# EXCERPT
——————————
The employee claim action will take the form of an unlimited number of indefinite stoppages of work by those CEPU members whose normal place of work is:
All States and Territories of Australia.
The employee claim action will occur between the hours of 12.01 a.m. and 12.59 p.m. on Saturday 5h December, 2009.
[10] The issue that determines the outcome of the present application is whether the notices relating to action for future dates (Notices) describe “the nature of the [intended] action” sufficiently to meets the statutory requirement in s.414(6) of the FW Act.
[11] It may be noted that s.437(3) of the FW Act specifies that an application for a protected action ballot order “must specify... the question or questions to be put to the employees who are to be balloted, including the nature of the proposed industrial action.” A Full Bench has held in relation to this requirement that questions to be put to employees in a protected action ballot under the FW Act must be stated with sufficient clarity for the employees to be able to make a clear choice: employees “…must understand what work would not be undertaken and what work would remain to be done. The description of the nature of industrial action…should enable employees to understand the implications for them while at work, and other relevant circumstances.” 1
[12] Ordinarily when the same language is used in different places in a statute, it will be presumed that the legislature intended that language to have the same meaning in each place. Such a presumption is rebuttable. Where it is clear from the context in which the language is used that different meanings were intended, a court or tribunal must given effect to such construction. In my view that is the approach which should be taken to the reference to the “nature” of proposed/intended industrial action in s.437(3) and s.414(6) of the FW Act. The former is concerned with generic classes of action while the latter is concerned with an intention to take particular action against an employer on a particular day.
——————————
# Excerpts from bounding box data
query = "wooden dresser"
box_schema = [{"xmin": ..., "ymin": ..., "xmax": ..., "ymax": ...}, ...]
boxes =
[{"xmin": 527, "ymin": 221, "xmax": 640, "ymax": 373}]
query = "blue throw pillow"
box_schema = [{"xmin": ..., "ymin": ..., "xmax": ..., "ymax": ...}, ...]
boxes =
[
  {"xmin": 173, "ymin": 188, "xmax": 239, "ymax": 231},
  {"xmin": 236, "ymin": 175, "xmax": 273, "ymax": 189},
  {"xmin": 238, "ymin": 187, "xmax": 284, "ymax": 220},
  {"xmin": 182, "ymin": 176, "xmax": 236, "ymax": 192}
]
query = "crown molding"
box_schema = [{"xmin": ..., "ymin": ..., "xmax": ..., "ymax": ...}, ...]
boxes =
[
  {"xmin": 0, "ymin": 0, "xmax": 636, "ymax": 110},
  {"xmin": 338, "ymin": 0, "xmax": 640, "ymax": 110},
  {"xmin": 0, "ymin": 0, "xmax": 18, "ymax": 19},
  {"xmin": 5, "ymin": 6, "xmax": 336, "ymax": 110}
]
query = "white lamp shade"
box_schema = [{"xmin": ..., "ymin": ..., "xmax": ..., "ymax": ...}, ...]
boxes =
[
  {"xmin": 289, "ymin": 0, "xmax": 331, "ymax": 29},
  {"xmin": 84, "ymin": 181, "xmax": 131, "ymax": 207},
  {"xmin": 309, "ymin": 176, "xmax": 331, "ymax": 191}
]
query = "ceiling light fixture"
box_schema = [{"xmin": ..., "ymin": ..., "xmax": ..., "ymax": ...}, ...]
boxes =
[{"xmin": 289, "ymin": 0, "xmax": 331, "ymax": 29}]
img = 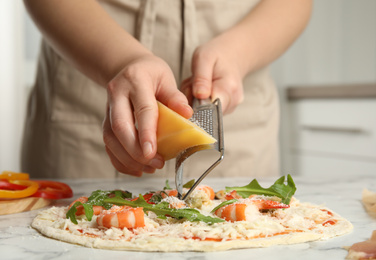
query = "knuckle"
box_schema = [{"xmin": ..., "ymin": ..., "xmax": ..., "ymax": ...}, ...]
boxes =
[
  {"xmin": 103, "ymin": 129, "xmax": 113, "ymax": 146},
  {"xmin": 111, "ymin": 119, "xmax": 124, "ymax": 133},
  {"xmin": 192, "ymin": 76, "xmax": 211, "ymax": 87}
]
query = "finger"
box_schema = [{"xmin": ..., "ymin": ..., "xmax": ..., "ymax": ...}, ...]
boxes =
[
  {"xmin": 192, "ymin": 52, "xmax": 215, "ymax": 99},
  {"xmin": 180, "ymin": 77, "xmax": 193, "ymax": 106},
  {"xmin": 131, "ymin": 82, "xmax": 158, "ymax": 160},
  {"xmin": 156, "ymin": 77, "xmax": 193, "ymax": 118}
]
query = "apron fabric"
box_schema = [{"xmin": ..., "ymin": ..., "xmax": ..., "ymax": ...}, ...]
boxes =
[{"xmin": 21, "ymin": 0, "xmax": 279, "ymax": 179}]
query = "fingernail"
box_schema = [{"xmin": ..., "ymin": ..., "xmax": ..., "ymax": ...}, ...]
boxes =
[
  {"xmin": 142, "ymin": 142, "xmax": 153, "ymax": 157},
  {"xmin": 195, "ymin": 88, "xmax": 208, "ymax": 97},
  {"xmin": 149, "ymin": 158, "xmax": 164, "ymax": 169}
]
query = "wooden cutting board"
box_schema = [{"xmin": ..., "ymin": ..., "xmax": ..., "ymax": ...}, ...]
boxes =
[{"xmin": 0, "ymin": 197, "xmax": 53, "ymax": 215}]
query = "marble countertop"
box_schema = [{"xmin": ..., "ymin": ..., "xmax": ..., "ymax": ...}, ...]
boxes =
[{"xmin": 0, "ymin": 173, "xmax": 376, "ymax": 260}]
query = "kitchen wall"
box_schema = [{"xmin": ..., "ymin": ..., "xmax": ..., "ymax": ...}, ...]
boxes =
[{"xmin": 0, "ymin": 0, "xmax": 376, "ymax": 175}]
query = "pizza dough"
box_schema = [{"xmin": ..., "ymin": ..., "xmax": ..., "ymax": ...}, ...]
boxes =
[
  {"xmin": 32, "ymin": 195, "xmax": 353, "ymax": 252},
  {"xmin": 362, "ymin": 189, "xmax": 376, "ymax": 213}
]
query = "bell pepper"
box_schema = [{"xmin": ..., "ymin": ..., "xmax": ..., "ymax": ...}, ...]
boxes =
[
  {"xmin": 0, "ymin": 180, "xmax": 39, "ymax": 199},
  {"xmin": 0, "ymin": 171, "xmax": 29, "ymax": 180},
  {"xmin": 32, "ymin": 181, "xmax": 73, "ymax": 200}
]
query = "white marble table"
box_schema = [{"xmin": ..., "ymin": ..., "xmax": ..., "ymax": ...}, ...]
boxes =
[{"xmin": 0, "ymin": 172, "xmax": 376, "ymax": 260}]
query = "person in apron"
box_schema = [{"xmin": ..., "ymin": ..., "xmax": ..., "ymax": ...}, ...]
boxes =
[{"xmin": 21, "ymin": 0, "xmax": 311, "ymax": 178}]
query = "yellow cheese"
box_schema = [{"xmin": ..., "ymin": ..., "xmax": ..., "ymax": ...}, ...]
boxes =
[{"xmin": 157, "ymin": 102, "xmax": 216, "ymax": 161}]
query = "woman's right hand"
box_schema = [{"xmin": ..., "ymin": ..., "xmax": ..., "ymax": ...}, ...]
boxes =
[{"xmin": 103, "ymin": 53, "xmax": 193, "ymax": 176}]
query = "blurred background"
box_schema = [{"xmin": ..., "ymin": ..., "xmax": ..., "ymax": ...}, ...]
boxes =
[{"xmin": 0, "ymin": 0, "xmax": 376, "ymax": 177}]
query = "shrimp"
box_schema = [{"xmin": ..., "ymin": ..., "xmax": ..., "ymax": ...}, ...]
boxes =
[
  {"xmin": 97, "ymin": 205, "xmax": 145, "ymax": 228},
  {"xmin": 69, "ymin": 197, "xmax": 104, "ymax": 216},
  {"xmin": 214, "ymin": 200, "xmax": 289, "ymax": 222},
  {"xmin": 197, "ymin": 185, "xmax": 215, "ymax": 200}
]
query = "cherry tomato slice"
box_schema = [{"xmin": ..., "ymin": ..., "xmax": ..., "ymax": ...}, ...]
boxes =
[{"xmin": 32, "ymin": 181, "xmax": 73, "ymax": 200}]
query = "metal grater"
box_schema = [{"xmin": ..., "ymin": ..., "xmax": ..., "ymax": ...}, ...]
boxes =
[{"xmin": 175, "ymin": 99, "xmax": 225, "ymax": 200}]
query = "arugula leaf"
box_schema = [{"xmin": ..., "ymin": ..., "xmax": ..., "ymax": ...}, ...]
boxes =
[
  {"xmin": 105, "ymin": 194, "xmax": 224, "ymax": 224},
  {"xmin": 183, "ymin": 179, "xmax": 195, "ymax": 189},
  {"xmin": 226, "ymin": 174, "xmax": 296, "ymax": 205},
  {"xmin": 210, "ymin": 199, "xmax": 238, "ymax": 213},
  {"xmin": 163, "ymin": 180, "xmax": 171, "ymax": 190},
  {"xmin": 66, "ymin": 190, "xmax": 132, "ymax": 224}
]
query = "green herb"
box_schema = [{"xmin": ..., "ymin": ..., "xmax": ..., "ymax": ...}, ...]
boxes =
[
  {"xmin": 149, "ymin": 191, "xmax": 166, "ymax": 203},
  {"xmin": 210, "ymin": 199, "xmax": 238, "ymax": 213},
  {"xmin": 66, "ymin": 190, "xmax": 132, "ymax": 224},
  {"xmin": 226, "ymin": 174, "xmax": 296, "ymax": 205},
  {"xmin": 105, "ymin": 195, "xmax": 224, "ymax": 224},
  {"xmin": 163, "ymin": 180, "xmax": 171, "ymax": 190},
  {"xmin": 183, "ymin": 179, "xmax": 195, "ymax": 189}
]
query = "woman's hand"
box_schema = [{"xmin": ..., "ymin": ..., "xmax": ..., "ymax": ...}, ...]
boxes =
[
  {"xmin": 103, "ymin": 54, "xmax": 192, "ymax": 176},
  {"xmin": 181, "ymin": 36, "xmax": 244, "ymax": 114}
]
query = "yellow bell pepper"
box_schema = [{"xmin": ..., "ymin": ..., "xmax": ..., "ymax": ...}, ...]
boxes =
[
  {"xmin": 0, "ymin": 180, "xmax": 39, "ymax": 199},
  {"xmin": 0, "ymin": 171, "xmax": 29, "ymax": 180}
]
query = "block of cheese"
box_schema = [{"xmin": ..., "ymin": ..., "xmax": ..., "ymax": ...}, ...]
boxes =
[{"xmin": 157, "ymin": 102, "xmax": 216, "ymax": 161}]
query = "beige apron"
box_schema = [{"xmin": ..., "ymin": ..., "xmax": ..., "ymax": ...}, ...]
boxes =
[{"xmin": 21, "ymin": 0, "xmax": 279, "ymax": 178}]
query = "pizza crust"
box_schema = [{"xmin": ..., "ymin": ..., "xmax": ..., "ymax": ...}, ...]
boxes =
[{"xmin": 32, "ymin": 199, "xmax": 353, "ymax": 252}]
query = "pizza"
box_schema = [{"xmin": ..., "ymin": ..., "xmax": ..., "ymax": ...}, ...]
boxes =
[{"xmin": 32, "ymin": 175, "xmax": 352, "ymax": 252}]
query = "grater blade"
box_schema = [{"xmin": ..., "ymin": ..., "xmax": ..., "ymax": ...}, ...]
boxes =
[{"xmin": 175, "ymin": 99, "xmax": 224, "ymax": 200}]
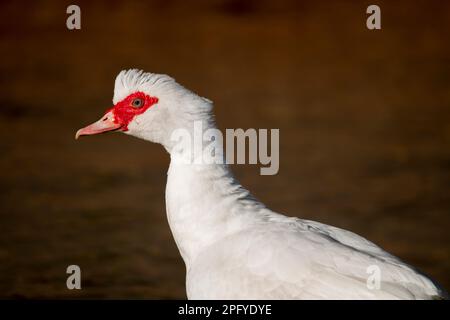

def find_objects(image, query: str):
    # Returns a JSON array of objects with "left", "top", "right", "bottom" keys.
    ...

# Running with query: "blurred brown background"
[{"left": 0, "top": 0, "right": 450, "bottom": 298}]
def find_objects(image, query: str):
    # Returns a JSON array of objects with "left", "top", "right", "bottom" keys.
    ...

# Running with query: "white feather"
[{"left": 114, "top": 70, "right": 445, "bottom": 299}]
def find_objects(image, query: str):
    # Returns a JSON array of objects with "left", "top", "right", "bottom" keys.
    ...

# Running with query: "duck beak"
[{"left": 75, "top": 111, "right": 122, "bottom": 139}]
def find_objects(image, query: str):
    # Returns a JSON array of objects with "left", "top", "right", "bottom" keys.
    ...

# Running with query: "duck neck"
[{"left": 166, "top": 122, "right": 263, "bottom": 269}]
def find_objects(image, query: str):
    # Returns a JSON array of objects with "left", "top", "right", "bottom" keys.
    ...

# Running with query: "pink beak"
[{"left": 75, "top": 111, "right": 122, "bottom": 139}]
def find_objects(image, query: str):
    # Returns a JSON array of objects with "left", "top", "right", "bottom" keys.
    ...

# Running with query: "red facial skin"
[{"left": 106, "top": 91, "right": 158, "bottom": 131}]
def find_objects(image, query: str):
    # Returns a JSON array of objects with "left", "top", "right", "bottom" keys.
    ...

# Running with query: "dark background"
[{"left": 0, "top": 0, "right": 450, "bottom": 298}]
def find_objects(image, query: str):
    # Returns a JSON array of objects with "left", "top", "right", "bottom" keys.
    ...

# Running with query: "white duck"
[{"left": 76, "top": 70, "right": 447, "bottom": 299}]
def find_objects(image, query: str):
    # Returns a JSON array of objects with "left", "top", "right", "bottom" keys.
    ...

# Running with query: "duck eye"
[{"left": 131, "top": 98, "right": 144, "bottom": 108}]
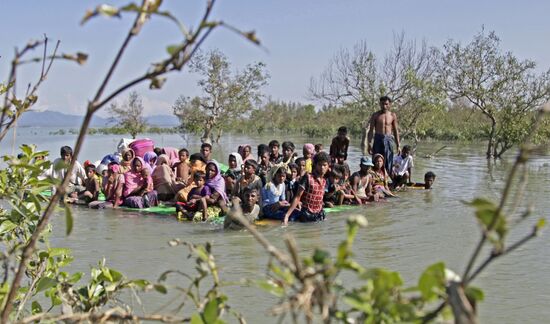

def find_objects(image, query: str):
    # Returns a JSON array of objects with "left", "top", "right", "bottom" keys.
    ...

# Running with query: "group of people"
[{"left": 41, "top": 97, "right": 435, "bottom": 228}]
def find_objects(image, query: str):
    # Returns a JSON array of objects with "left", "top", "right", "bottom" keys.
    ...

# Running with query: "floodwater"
[{"left": 0, "top": 128, "right": 550, "bottom": 323}]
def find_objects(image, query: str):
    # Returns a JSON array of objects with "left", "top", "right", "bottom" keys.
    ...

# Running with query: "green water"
[{"left": 0, "top": 129, "right": 550, "bottom": 323}]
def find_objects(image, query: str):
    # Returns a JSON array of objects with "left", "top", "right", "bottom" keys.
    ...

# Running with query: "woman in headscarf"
[
  {"left": 88, "top": 162, "right": 124, "bottom": 209},
  {"left": 120, "top": 147, "right": 136, "bottom": 173},
  {"left": 122, "top": 156, "right": 158, "bottom": 208},
  {"left": 227, "top": 152, "right": 243, "bottom": 178},
  {"left": 206, "top": 161, "right": 228, "bottom": 212},
  {"left": 303, "top": 143, "right": 315, "bottom": 173},
  {"left": 369, "top": 153, "right": 396, "bottom": 197},
  {"left": 176, "top": 153, "right": 206, "bottom": 202},
  {"left": 151, "top": 154, "right": 183, "bottom": 201},
  {"left": 238, "top": 144, "right": 255, "bottom": 163},
  {"left": 143, "top": 151, "right": 157, "bottom": 174}
]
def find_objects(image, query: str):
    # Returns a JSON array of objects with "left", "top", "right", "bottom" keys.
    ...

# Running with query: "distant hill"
——————————
Extract the full passage on notices of industrial action under the FW Act, reproducing every word and mark of it unchanged. This material is not required for the work that follows.

The employee claim action will take the form of an unlimited number of indefinite stoppages of work by those CEPU members whose normal place of work is:
All States and Territories of Australia.
The employee claim action will occur between the hours of 12.01 a.m. and 12.59 p.m. on Saturday 5h December, 2009.
[10] The issue that determines the outcome of the present application is whether the notices relating to action for future dates (Notices) describe “the nature of the [intended] action” sufficiently to meets the statutory requirement in s.414(6) of the FW Act.
[11] It may be noted that s.437(3) of the FW Act specifies that an application for a protected action ballot order “must specify... the question or questions to be put to the employees who are to be balloted, including the nature of the proposed industrial action.” A Full Bench has held in relation to this requirement that questions to be put to employees in a protected action ballot under the FW Act must be stated with sufficient clarity for the employees to be able to make a clear choice: employees “…must understand what work would not be undertaken and what work would remain to be done. The description of the nature of industrial action…should enable employees to understand the implications for them while at work, and other relevant circumstances.” 1
[12] Ordinarily when the same language is used in different places in a statute, it will be presumed that the legislature intended that language to have the same meaning in each place. Such a presumption is rebuttable. Where it is clear from the context in which the language is used that different meanings were intended, a court or tribunal must given effect to such construction. In my view that is the approach which should be taken to the reference to the “nature” of proposed/intended industrial action in s.437(3) and s.414(6) of the FW Act. The former is concerned with generic classes of action while the latter is concerned with an intention to take particular action against an employer on a particular day.